-- Begin MATERIAL SHOWN --

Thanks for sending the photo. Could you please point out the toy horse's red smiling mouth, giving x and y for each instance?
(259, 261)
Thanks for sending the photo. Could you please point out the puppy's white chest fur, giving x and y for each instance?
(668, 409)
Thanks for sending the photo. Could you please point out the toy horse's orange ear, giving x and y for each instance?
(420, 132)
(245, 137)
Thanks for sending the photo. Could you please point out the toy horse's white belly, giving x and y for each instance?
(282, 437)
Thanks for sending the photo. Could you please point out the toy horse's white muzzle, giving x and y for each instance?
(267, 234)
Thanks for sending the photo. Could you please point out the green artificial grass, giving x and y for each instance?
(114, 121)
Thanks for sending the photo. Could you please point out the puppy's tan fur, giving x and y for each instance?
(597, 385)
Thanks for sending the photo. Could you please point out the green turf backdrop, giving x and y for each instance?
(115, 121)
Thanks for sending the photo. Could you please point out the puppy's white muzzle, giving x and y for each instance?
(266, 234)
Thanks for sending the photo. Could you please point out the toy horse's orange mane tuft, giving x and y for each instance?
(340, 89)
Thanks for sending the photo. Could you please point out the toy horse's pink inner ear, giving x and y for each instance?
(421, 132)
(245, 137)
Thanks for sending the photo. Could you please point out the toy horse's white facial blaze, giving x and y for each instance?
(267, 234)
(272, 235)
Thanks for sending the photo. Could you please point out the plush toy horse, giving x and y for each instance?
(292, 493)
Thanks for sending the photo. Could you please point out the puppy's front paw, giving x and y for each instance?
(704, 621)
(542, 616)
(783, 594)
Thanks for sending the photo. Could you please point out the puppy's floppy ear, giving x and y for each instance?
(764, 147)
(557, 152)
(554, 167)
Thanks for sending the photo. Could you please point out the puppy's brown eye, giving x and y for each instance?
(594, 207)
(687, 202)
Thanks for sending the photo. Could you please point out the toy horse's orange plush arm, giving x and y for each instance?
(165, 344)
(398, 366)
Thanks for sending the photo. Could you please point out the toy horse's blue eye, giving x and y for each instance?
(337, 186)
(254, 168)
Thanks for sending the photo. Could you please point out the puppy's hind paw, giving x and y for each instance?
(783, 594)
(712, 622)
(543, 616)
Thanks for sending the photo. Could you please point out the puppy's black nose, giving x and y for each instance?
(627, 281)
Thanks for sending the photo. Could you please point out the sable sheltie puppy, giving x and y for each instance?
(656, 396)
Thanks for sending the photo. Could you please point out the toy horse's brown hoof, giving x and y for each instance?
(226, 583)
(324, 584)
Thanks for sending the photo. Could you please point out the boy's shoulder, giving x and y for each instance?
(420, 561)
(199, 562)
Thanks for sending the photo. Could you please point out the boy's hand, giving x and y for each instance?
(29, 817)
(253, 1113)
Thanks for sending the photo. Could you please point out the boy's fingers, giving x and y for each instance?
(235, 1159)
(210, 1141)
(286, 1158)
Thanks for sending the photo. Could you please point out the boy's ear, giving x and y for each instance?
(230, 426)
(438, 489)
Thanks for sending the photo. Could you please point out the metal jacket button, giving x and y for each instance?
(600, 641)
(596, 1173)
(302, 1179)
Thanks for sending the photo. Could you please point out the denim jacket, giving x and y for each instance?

-- End MATERIAL SHOWN --

## EXERCISE REQUIREMENTS
Retype the records above line for line, with no changes.

## ANSWER TO THIS TASK
Thanks for sending the photo. Could you please point out the toy horse's red smiling mouth, giving x and y for each instance?
(259, 261)
Thanks for sending the photo. Could you please point out the puppy's white chest fur, giving x and y for each instance?
(668, 409)
Thanks for sending the photo. Could you please point out the toy horse's orange ear, giving x and y for each instance?
(420, 132)
(245, 137)
Thanks for sending the photo. Could you please point out the toy horse's white belly, giving x and y for each instance?
(282, 437)
Thanks for sending the photo. Could you please point out the toy horse's white muzzle, giving x and y for each instance?
(267, 234)
Thanks for sending the photo. Could you please point out the green artificial grass, giving x and y for each instance?
(114, 121)
Thanks for sending the photo. Could you please point out the puppy's tan fur, giving x and y for each instance?
(597, 385)
Thanks for sending the photo. Could you please point out the green turf backdrop, giving x and y for each instance?
(115, 121)
Thanks for sending the photo. Could you please point out the puppy's white muzzle, giving x and y for each instance?
(266, 234)
Thanks for sending the photo. Could you please point out the toy horse's orange mane tuft, giving x and y for each instance?
(340, 89)
Thanks for sending the photo. Could you please point out the toy horse's pink inner ear, giving x and y for each instance?
(421, 132)
(245, 137)
Thanks for sending the photo. Could you please point out the toy horse's white facial blaze, giving x and y for each instance?
(267, 234)
(272, 235)
Thanks for sending the photo. Could you please point out the plush toy horse, giving x and y for each instance?
(292, 493)
Thanks for sending the photo. Could you please point out the puppy's front paw, giving x and y for each instance?
(704, 621)
(542, 616)
(783, 594)
Thanks for sending the photo. Could you please point out the puppy's floppy ear, giving x and y for each instance?
(764, 147)
(557, 152)
(554, 167)
Thanks for sending the photo. Could you please point out the puppy's brown eye, giving x and y for each instance?
(594, 207)
(687, 202)
Thanks for sending the photo. Could you please point out the toy horse's orange plush arm, giving x and y for each instance?
(165, 344)
(398, 366)
Thanks for sending the photo. Could you please point out the toy horse's blue eye, giving x and y for each instance?
(337, 186)
(254, 168)
Thanks for sending the photo. Could you please point out the puppy's hind paw, giving x and y for each instance?
(783, 594)
(712, 622)
(543, 616)
Thanks for sending the photo. Could you please point out the puppy's black nose, giving x and y for each instance?
(627, 281)
Thanks for sending the photo. Could you please point out the sable sheltie puppy, giving x and y for each instance?
(656, 396)
Thanks for sending the photo. Could you please point out the toy horse's brown hoof, giving x and y for each instance?
(226, 583)
(324, 584)
Thanks for sending the photo. Could you please point out the boy's shoulder, giving x and y for each instance?
(420, 561)
(199, 562)
Thanks for sending the photo. Could you please point out the boy's hand, giving x and y for each instance?
(29, 817)
(253, 1113)
Thanks for sending the photo. Could you please point out the boy's fingers, giving x and y for each instance?
(235, 1159)
(210, 1141)
(286, 1158)
Thanks for sending the photo. Could you please point out the boy's ear, giving x and y for each instance?
(230, 426)
(438, 489)
Thanks for sending the photo. Could you please point out the metal jacket button, giving x and y for each instance?
(600, 641)
(596, 1173)
(302, 1179)
Thanks for sending the photo. Could you please point out the denim jacket, giving x and y for each instance?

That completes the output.